### WORK INSTRUCTIONS
All of the data below should be output exactly as given.

### DATA SUPPLIED
# # #
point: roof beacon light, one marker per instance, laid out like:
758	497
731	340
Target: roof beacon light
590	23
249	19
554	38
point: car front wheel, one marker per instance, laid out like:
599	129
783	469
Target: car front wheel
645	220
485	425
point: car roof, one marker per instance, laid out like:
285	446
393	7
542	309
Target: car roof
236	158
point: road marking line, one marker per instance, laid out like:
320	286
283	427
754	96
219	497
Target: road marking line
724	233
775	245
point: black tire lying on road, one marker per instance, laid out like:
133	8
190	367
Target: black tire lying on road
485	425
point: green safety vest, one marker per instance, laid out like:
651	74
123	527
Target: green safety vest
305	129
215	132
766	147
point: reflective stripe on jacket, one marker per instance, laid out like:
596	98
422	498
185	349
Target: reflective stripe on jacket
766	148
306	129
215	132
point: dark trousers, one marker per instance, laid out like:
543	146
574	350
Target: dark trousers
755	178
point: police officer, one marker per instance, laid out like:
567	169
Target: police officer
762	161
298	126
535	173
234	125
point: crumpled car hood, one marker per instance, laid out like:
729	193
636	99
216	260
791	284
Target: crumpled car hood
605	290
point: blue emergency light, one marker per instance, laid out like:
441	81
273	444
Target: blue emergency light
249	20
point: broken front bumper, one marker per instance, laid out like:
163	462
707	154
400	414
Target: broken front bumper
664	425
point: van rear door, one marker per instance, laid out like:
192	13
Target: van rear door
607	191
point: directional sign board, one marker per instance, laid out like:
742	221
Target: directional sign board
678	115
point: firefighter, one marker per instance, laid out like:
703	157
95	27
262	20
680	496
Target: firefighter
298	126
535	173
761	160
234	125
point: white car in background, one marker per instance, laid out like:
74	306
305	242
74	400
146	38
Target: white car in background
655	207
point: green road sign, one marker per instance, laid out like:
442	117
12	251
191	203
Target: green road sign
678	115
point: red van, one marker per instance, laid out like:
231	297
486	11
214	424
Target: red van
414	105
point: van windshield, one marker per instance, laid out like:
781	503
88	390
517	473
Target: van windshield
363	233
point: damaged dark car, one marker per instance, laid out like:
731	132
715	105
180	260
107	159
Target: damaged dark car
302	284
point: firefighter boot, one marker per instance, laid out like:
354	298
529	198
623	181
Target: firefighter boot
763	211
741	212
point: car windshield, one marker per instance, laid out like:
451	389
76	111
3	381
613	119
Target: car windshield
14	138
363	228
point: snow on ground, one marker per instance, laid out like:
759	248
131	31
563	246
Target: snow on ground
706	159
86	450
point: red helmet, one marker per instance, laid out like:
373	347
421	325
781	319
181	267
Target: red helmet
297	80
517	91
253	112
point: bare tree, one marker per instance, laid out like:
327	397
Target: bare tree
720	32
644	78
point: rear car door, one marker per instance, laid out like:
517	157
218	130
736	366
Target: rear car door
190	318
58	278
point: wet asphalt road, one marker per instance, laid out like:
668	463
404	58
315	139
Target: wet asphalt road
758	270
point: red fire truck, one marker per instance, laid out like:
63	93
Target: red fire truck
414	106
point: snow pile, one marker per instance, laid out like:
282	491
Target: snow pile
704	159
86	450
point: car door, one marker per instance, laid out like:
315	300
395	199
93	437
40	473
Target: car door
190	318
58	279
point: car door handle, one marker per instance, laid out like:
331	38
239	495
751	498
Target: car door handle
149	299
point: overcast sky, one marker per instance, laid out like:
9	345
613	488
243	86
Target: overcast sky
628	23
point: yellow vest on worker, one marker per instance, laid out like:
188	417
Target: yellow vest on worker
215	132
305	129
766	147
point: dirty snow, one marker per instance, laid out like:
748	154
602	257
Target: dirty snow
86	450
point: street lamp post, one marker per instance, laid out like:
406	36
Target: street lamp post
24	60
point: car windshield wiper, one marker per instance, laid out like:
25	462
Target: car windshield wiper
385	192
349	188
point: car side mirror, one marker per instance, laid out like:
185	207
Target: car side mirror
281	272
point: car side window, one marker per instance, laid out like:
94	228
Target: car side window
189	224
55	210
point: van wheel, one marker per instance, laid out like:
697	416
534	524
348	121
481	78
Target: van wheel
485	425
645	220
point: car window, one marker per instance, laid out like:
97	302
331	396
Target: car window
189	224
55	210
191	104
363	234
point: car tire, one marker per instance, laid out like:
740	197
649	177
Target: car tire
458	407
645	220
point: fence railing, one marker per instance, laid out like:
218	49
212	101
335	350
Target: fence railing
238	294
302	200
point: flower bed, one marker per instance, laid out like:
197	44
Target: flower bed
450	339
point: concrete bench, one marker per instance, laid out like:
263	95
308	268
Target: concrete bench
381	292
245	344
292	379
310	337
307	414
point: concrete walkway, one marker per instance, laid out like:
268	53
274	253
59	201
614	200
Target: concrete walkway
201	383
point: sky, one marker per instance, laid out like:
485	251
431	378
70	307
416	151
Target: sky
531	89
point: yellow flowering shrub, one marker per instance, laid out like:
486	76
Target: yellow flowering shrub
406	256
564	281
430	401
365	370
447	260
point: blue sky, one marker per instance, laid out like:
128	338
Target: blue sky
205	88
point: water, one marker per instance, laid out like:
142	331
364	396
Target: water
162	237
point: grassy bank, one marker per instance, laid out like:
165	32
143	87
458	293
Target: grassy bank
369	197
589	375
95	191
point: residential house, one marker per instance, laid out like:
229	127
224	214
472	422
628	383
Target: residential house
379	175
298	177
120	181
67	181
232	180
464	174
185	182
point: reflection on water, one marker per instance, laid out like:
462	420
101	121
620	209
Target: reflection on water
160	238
# # #
### EXERCISE RESPONSE
point: roof beacon light, one marker per instance, laid out like:
758	497
731	340
Target: roof beacon light
590	23
249	19
554	38
point: car front wheel, one marker per instance, laid out like:
599	129
783	469
Target: car front wheel
645	220
485	425
point: car roof, one marker per instance, laid out like:
285	446
393	7
542	309
Target: car roof
236	158
point: road marking line, one marker per instance, laid out like:
320	286
283	427
754	96
219	497
Target: road marking line
724	233
775	245
point: black tire lying on road, one marker per instance, laid out like:
133	8
190	367
Target: black tire lying on road
485	425
point: green safety vest, one marker per instance, laid out like:
651	74
123	527
Target: green safety vest
305	129
215	132
766	147
point: reflective stripe on jacket, one marker per instance, laid out like:
596	98
422	498
185	349
Target: reflective stripe on jacket
766	148
306	129
215	132
point: dark trousers, one marker per instance, laid out like:
543	146
574	350
Target: dark trousers
755	178
point: police officer, one marker per instance, laid out like:
567	169
Target: police officer
762	161
298	126
535	173
234	125
point: crumpled car hood, one marker per instance, laid out like:
729	193
636	99
216	260
791	284
Target: crumpled car hood
605	290
point: blue emergency light, one marker per instance, laid out like:
441	81
273	444
Target: blue emergency light
249	20
point: broken front bumper, one marker per instance, laid out like:
163	462
707	154
400	414
Target: broken front bumper
664	425
point: van rear door, one marker per instance, laid out like:
192	13
Target: van rear door
607	191
point: directional sign board, one marker per instance, laid out like:
742	221
Target: directional sign board
678	115
point: firefighter, one marker per instance, laid out like:
703	157
95	27
262	20
680	496
Target: firefighter
298	126
535	173
761	160
234	125
point: white car in background, one marker per instance, laid out like:
74	306
305	242
74	400
146	38
Target: white car in background
655	207
point: green road sign, one marker per instance, laid out like:
442	117
12	251
191	203
Target: green road sign
678	115
point: red van, one marker per instance, laid out like:
231	297
486	11
214	424
Target: red van
414	105
point: van windshield, one marker per instance, laid out like:
781	503
88	390
517	473
Target: van windshield
363	233
point: damaged dark car, one marker per instance, laid out like:
731	132
715	105
180	260
107	159
Target: damaged dark car
302	284
point: firefighter boot, one marker per instance, laid out like:
354	298
529	198
623	181
Target: firefighter boot
763	211
741	212
point: car windshield, one marker per instance, laid out like:
451	389
76	111
3	381
613	119
Target: car windshield
14	138
363	228
point: snow on ground, one marker per instance, laid out like:
759	248
131	31
563	246
Target: snow on ground
706	159
86	450
point: red helmet, one marker per instance, laid out like:
373	347
421	325
781	319
181	267
Target: red helmet
297	80
517	91
253	112
point: bare tree, one marker per instance, laid out like:
327	397
Target: bare tree
720	32
644	78
point: rear car door, one marker per instance, laid out like:
517	157
218	130
736	366
Target: rear car door
190	318
58	278
point: wet asphalt road, one marker per instance, laid out like:
668	463
404	58
315	139
Target: wet asphalt road
758	270
point: red fire truck, one marker per instance, laid out like:
63	93
Target: red fire truck
414	106
point: snow pile, one marker per instance, laid out like:
282	491
Target: snow pile
704	159
86	450
point: car door, one marker per instance, laid out like:
315	300
395	199
93	437
40	473
Target: car door
190	318
58	279
point: car door handle, one marker per instance, laid out like:
331	38
239	495
751	498
Target: car door handle
149	299
point: overcast sky, one marker per instance, laid out like:
9	345
613	488
243	86
Target: overcast sky
628	23
point: yellow vest on worker, one marker per instance, laid out like:
188	417
Target: yellow vest on worker
215	132
305	129
766	147
point: dirty snow, one marker per instance, laid out like:
748	154
602	257
Target: dirty snow
86	450
point: street lamp post, one marker per instance, laid out like:
406	36
Target: street lamp post
24	60
point: car windshield wiper, one marker per instance, laid out like:
25	462
Target: car windshield wiper
385	192
349	188
point: car side mirror, one marker per instance, laid out like:
185	207
Target: car side mirror
281	272
point: car side window, one marker per instance, laid out like:
94	228
Target: car side window
189	224
55	210
point: van wheel, one marker per instance, laid out like:
697	416
534	524
348	121
481	78
Target: van wheel
485	425
645	220
point: car window, one marker per instance, laid out like:
97	302
331	396
Target: car window
189	224
55	210
191	104
363	234
point: car tire, one marker per instance, laid out like:
740	197
649	177
Target: car tire
458	407
645	220
point: fence railing, one marker per instance, laid out like:
218	49
212	101
335	350
Target: fence railing
238	294
302	200
point: flower bed, one marker per instance, laid out like:
197	44
Target: flower bed
450	339
point: concrete bench, one marker per instance, laid out like:
263	95
308	268
Target: concrete bench
381	292
245	344
292	379
310	337
307	414
point: concrete walkway, one marker per instance, laid out like:
268	53
274	253
59	201
614	200
Target: concrete walkway
201	383
point: sky, one marker per instance, laid out like:
485	251
431	378
70	307
416	151
Target: sky
531	89
point: yellow flowering shrub, one marker per instance, laid out like:
486	76
Target: yellow flowering shrub
406	256
564	281
430	401
365	370
447	260
point: blue sky, one marker per instance, laid out like:
128	338
Target: blue sky
205	88
point: water, one marker per instance, laid out like:
142	331
364	396
Target: water
162	237
point: grassy bank, one marker per instance, laid out like:
165	32
143	87
458	293
Target: grassy bank
369	197
589	375
95	191
point: residential house, one marker per instance, laid out like:
229	127
224	214
472	422
628	383
Target: residential house
379	175
298	177
120	181
67	181
232	180
464	174
185	182
point: reflection on water, one marker per instance, laid out like:
462	420
101	121
620	209
Target: reflection on water
160	238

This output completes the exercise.